### TEXT PASSAGE
● ● ● ●
Logical standby databases convert the redo generated at the Primary database into data and SQL and then re-apply those SQL transactions on the Logical standby, thus physical structures and organization will be different from the Primary database. Users can read from logical standby databases while the changes are being applied and, if the GUARD is set to STANDBY (ALTER DATABASE GUARD STANDBY;), write to tables in the Logical standby database that are not being maintained by SQL Apply.
Unfortunately there are a number of unsupported objects (ie: tables or sequences owned by SYS, tables that use table compression, tables that underlie a materialized view or Global temporary tables (GTTs)) and unsupported data types (ie: Datatypes BFILE, ROWID, and UROWID, user-defined TYPEs, Multimedia data types like Oracle Spatial, ORDDICOM, and Oracle Text Collections (e.g. nested tables, VARRAYs), SecureFile LOBs, OBJECT RELATIONAL XMLTypes and BINARY XML).[2] Physical standby may be appropriate in such a case.
The "Oracle Active Data Guard" option, an extra-cost facility,[3] extends Oracle Data Guard physical standby functionality in Oracle 11g configurations. It allows read-only access on the standby node at the same time as archiving transactions from the primary node.[4]
LNS (log-write network-server) and ARCH (archiver) processes running on the primary database select archived redo logs and send them to the standby database,[5] where the RFS (remote file server) background process within the Oracle instance performs the task of receiving archived redo-logs originating from the primary database.
● ● ● ●
### DATA ENTRIES
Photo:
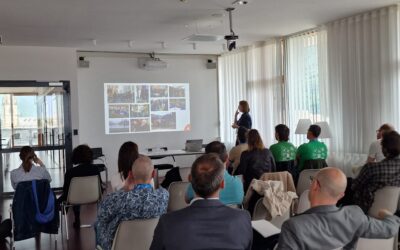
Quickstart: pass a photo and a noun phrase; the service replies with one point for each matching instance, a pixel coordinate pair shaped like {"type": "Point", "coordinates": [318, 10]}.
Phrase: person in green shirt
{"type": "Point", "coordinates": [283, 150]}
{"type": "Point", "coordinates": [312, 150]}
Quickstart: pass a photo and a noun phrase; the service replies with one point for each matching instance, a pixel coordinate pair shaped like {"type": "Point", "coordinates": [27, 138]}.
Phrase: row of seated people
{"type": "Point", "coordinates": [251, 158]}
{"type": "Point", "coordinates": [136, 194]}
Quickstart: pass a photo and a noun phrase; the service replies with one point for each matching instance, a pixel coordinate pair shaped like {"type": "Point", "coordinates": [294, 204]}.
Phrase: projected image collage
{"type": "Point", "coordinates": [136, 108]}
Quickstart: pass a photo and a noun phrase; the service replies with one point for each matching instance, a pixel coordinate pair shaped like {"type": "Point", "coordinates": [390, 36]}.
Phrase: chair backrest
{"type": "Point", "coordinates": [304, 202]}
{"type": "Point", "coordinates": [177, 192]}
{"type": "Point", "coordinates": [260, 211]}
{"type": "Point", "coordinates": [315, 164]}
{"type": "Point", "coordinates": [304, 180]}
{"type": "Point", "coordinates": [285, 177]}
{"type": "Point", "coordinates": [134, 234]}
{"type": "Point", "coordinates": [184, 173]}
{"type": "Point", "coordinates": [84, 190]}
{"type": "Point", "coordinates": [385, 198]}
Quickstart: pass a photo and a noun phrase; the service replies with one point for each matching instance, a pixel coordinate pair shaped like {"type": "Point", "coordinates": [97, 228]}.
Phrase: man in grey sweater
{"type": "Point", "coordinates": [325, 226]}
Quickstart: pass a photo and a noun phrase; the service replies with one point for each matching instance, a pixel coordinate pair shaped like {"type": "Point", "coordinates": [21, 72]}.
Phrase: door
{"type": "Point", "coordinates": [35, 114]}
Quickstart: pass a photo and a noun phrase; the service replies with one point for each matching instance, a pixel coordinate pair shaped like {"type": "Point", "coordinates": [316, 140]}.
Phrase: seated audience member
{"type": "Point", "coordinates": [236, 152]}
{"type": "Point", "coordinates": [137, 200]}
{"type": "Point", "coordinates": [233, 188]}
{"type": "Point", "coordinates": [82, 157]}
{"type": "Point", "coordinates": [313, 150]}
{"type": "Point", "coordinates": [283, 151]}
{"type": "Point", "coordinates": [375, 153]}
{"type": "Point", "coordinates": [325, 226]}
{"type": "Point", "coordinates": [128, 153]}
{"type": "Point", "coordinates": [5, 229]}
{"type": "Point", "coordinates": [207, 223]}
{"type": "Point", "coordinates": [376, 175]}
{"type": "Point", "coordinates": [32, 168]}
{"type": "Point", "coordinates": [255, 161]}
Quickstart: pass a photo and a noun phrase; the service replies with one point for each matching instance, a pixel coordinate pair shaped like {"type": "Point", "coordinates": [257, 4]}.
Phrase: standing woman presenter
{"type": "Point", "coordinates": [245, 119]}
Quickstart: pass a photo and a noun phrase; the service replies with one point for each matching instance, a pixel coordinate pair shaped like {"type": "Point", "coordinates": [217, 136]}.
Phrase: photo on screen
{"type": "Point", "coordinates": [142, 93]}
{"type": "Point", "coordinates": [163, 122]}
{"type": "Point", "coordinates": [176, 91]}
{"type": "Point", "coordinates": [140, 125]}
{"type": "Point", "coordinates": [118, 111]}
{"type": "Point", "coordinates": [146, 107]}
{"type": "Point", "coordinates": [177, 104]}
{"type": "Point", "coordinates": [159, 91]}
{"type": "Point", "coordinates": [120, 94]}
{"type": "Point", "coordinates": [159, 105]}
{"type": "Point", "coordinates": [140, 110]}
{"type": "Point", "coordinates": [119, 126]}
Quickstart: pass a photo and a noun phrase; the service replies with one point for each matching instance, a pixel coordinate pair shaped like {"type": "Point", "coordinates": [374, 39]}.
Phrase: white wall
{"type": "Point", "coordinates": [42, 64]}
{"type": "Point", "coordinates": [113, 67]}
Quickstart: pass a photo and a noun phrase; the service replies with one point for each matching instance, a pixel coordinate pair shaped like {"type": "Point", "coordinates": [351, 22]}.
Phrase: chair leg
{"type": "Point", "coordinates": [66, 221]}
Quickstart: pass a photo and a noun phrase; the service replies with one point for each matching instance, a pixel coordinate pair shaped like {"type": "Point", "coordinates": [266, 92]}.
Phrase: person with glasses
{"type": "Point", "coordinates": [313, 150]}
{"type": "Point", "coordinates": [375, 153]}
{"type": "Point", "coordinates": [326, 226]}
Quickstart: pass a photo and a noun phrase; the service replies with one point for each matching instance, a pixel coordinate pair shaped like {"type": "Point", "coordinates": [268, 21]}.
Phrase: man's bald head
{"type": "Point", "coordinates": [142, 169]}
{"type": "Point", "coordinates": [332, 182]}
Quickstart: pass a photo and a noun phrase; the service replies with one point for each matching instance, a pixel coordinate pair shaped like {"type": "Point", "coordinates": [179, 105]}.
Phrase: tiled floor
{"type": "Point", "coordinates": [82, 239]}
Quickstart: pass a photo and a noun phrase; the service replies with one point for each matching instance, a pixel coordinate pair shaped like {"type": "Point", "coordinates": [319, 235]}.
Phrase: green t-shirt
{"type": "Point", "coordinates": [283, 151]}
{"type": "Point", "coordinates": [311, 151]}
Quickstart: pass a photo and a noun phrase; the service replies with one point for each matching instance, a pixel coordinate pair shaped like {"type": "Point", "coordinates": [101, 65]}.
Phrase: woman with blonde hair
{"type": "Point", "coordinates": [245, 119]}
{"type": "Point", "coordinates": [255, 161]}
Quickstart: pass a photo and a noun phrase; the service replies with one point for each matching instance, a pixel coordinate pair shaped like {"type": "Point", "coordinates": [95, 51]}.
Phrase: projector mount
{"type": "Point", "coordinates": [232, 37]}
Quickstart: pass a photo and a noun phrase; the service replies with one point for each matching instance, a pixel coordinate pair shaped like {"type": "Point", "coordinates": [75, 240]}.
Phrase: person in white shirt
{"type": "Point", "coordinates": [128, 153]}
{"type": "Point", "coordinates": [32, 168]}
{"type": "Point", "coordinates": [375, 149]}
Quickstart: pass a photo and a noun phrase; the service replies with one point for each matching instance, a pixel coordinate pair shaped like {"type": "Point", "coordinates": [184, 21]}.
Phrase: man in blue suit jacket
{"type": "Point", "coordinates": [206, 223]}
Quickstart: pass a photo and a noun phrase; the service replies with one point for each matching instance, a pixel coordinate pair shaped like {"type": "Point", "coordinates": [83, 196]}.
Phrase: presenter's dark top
● ● ● ●
Based on the standby database text, answer yes or no for each statement below and quote the deciding words of the text. 1. Users can read from a logical standby database while changes are being applied to it. 2. The Oracle Active Data Guard option comes at no extra cost. 3. The RFS process runs on the primary database and sends archived redo logs to the standby.

1. Yes: "Users can read from logical standby databases while the changes are being applied"
2. No: "an extra-cost facility"
3. No: "where the RFS (remote file server) background process within the Oracle instance performs the task of receiving archived redo-logs originating from the primary database"